● TASK GOAL: Every line below that has the string "concrete" adds one to the count. Give that count by itself.

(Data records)
——

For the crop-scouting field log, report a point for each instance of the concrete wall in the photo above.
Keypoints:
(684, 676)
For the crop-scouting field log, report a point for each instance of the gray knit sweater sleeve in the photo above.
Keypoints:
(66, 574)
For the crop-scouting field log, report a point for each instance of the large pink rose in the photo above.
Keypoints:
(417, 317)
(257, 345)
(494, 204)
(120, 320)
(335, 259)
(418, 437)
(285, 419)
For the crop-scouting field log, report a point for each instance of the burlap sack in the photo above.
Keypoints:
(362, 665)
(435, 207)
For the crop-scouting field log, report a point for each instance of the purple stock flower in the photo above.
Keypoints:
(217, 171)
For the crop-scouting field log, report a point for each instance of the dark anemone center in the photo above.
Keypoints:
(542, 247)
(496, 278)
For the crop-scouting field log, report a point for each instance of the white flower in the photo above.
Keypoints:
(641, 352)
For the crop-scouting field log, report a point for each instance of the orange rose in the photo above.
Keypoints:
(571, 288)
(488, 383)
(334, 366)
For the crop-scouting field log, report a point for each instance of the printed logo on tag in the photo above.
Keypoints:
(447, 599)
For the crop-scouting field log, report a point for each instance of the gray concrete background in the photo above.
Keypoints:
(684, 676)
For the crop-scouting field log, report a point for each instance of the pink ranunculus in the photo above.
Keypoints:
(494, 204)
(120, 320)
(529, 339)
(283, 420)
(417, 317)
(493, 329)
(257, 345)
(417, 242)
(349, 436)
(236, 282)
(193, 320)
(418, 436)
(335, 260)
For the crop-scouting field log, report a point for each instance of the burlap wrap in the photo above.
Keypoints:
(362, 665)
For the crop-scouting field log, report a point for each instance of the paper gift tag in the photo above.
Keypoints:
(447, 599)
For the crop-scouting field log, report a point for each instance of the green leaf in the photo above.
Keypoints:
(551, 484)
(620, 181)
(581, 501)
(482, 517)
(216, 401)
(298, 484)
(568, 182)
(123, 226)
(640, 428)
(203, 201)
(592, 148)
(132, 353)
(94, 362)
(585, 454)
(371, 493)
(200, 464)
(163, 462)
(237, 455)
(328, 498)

——

● OUTPUT FOR THIS EXERCISE: 2